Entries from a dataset
* * *

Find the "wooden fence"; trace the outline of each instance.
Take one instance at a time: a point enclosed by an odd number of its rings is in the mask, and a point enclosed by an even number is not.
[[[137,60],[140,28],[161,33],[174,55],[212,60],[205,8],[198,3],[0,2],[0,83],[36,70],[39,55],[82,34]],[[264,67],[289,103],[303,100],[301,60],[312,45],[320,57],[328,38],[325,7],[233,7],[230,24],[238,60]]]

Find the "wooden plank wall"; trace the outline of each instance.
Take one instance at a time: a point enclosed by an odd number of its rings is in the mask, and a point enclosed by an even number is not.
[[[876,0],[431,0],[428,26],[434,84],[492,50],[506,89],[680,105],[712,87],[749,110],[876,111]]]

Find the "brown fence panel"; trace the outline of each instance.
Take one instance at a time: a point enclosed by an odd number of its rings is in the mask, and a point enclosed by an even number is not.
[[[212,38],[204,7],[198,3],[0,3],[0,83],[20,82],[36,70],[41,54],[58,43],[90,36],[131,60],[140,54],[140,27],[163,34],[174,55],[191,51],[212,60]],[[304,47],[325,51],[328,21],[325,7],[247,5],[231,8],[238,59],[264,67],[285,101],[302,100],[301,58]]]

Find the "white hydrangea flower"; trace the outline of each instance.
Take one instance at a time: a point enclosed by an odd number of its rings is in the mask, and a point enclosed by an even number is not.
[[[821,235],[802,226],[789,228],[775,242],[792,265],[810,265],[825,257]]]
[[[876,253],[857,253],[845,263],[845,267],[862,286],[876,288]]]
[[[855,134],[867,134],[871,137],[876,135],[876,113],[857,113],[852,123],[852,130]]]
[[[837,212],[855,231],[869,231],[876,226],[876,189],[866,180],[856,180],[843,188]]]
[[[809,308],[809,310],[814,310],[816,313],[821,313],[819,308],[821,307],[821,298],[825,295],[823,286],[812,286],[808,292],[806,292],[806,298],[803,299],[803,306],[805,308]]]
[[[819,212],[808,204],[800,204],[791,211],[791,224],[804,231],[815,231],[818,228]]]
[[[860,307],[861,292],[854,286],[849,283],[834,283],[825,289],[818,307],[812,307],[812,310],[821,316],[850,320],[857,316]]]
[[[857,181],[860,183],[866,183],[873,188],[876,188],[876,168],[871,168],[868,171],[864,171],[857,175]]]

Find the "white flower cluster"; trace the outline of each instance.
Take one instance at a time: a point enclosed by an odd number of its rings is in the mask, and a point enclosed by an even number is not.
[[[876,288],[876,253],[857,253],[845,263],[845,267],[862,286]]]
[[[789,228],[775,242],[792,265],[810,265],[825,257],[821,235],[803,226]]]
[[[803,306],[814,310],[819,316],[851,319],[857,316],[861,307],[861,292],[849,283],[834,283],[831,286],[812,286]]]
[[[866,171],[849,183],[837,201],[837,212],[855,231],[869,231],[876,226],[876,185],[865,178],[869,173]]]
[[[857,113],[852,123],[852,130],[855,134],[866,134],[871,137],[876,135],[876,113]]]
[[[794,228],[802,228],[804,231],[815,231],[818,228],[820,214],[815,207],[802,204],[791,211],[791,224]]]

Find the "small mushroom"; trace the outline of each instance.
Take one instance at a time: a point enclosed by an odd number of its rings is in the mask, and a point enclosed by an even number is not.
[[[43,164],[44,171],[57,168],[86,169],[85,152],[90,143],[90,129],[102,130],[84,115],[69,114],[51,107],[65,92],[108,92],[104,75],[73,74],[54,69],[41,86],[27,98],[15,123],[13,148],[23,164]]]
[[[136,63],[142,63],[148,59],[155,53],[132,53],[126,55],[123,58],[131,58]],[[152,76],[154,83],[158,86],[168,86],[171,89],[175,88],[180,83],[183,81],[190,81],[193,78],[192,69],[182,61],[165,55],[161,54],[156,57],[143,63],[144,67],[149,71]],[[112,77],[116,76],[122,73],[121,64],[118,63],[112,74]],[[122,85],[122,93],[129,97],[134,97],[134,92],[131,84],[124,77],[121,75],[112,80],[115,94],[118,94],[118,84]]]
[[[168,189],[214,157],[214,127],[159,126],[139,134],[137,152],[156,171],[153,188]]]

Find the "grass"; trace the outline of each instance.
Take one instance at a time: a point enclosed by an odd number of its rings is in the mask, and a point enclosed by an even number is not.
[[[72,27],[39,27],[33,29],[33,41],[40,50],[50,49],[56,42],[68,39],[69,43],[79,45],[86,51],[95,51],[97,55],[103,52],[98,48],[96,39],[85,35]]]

* * *

PROBLEM TO SOLVE
Print the listing above in full, exactly as it is.

WORKED ANSWER
Find the "wooden fence"; trace the outline of each instance.
Take one instance at a time: a point enclosed by an odd number of its rings is in the mask, and a point enclosed by an even number is not.
[[[137,60],[140,28],[161,33],[174,55],[212,60],[205,8],[198,3],[0,2],[0,83],[36,70],[39,55],[82,34]],[[264,67],[289,103],[303,100],[301,60],[312,45],[320,57],[328,38],[325,7],[233,7],[230,24],[238,60]]]

Find the "wooden plank wall"; trace the outline of each instance.
Take one instance at a time: a point enclosed by an odd number of its rings is in the mask, and a point enclosed by an even number is not.
[[[876,0],[431,0],[428,26],[434,84],[492,50],[506,89],[680,105],[712,87],[749,110],[876,111]]]

Find the "brown fence panel"; trace the outline of each instance.
Take one instance at a time: a point enclosed by an odd number of its rings is in the mask, and a point enclosed by an even number is not.
[[[212,38],[204,7],[198,3],[0,3],[0,83],[20,82],[36,70],[41,54],[58,43],[90,36],[131,60],[140,54],[140,27],[163,34],[174,55],[191,51],[212,60]],[[304,47],[325,51],[328,21],[325,7],[247,5],[231,8],[238,59],[264,67],[285,101],[302,100],[301,58]]]

Find the "white hydrangea flower"; trace the outline of each instance.
Take one instance at a time: a point enclosed by an odd number of its rings is in the mask, and a point enclosed by an even number is not.
[[[821,235],[802,226],[789,228],[775,242],[792,265],[810,265],[825,257]]]
[[[876,253],[857,253],[845,263],[845,267],[862,286],[876,288]]]
[[[855,134],[867,134],[871,137],[876,135],[876,113],[857,113],[852,123],[852,130]]]
[[[837,212],[855,231],[869,231],[876,226],[876,189],[866,180],[856,180],[843,188]]]
[[[809,308],[809,310],[814,310],[816,313],[821,313],[819,308],[821,307],[821,298],[825,295],[823,286],[812,286],[808,292],[806,292],[806,298],[803,299],[803,306],[805,308]]]
[[[819,212],[808,204],[800,204],[791,211],[791,224],[804,231],[815,231],[818,228]]]
[[[860,307],[861,292],[854,286],[849,283],[834,283],[825,289],[818,307],[812,307],[812,310],[821,316],[850,320],[857,316]]]
[[[857,181],[860,183],[866,183],[873,188],[876,188],[876,168],[871,168],[868,171],[864,171],[857,175]]]

Find the "white flower cluster"; trace the outline of each instance.
Take one instance at a time: a point enclosed by an odd number of its rings is in the mask, and a point enclosed by an even number is not.
[[[876,288],[876,253],[857,253],[845,263],[845,267],[862,286]]]
[[[789,228],[775,242],[792,265],[810,265],[825,257],[821,235],[803,226]]]
[[[803,306],[814,310],[819,316],[851,319],[857,316],[861,307],[861,292],[849,283],[834,283],[831,286],[812,286]]]
[[[866,171],[849,183],[837,201],[837,212],[855,231],[869,231],[876,226],[876,185],[865,178],[869,173]]]
[[[857,113],[852,123],[852,130],[855,134],[866,134],[871,137],[876,135],[876,113]]]
[[[794,228],[802,228],[804,231],[815,231],[818,228],[820,214],[815,207],[802,204],[791,211],[791,224]]]

Find the "small mushroom"; trace the outline of each instance.
Take one instance at a time: a point enclosed by an odd number of its rings is in the mask, and a point enclosed by an even number is not.
[[[43,164],[44,171],[57,168],[86,169],[85,152],[90,143],[90,129],[102,130],[84,115],[69,114],[51,107],[65,92],[108,92],[104,75],[73,74],[54,69],[41,86],[27,98],[15,123],[13,148],[23,164]]]
[[[136,63],[142,63],[148,59],[155,53],[132,53],[126,55],[123,58],[131,58]],[[152,76],[154,83],[158,86],[168,86],[171,89],[175,88],[180,83],[183,81],[190,81],[193,78],[192,69],[182,61],[165,55],[161,54],[156,57],[143,63],[144,67],[149,71]],[[112,77],[116,76],[122,73],[121,64],[118,63],[112,74]],[[122,85],[122,93],[129,97],[134,97],[134,92],[131,84],[124,77],[121,75],[112,80],[115,94],[118,94],[118,84]]]
[[[168,189],[214,157],[214,127],[159,126],[139,134],[137,152],[156,171],[153,188]]]

Find the "grass"; trace the outline of each instance.
Take one instance at a time: a point enclosed by an odd number of its rings is in the mask, and a point enclosed by an even number is not.
[[[72,27],[39,27],[33,29],[33,41],[40,50],[50,49],[56,42],[68,39],[69,43],[79,45],[86,51],[95,51],[97,55],[103,52],[98,48],[96,39],[85,35]]]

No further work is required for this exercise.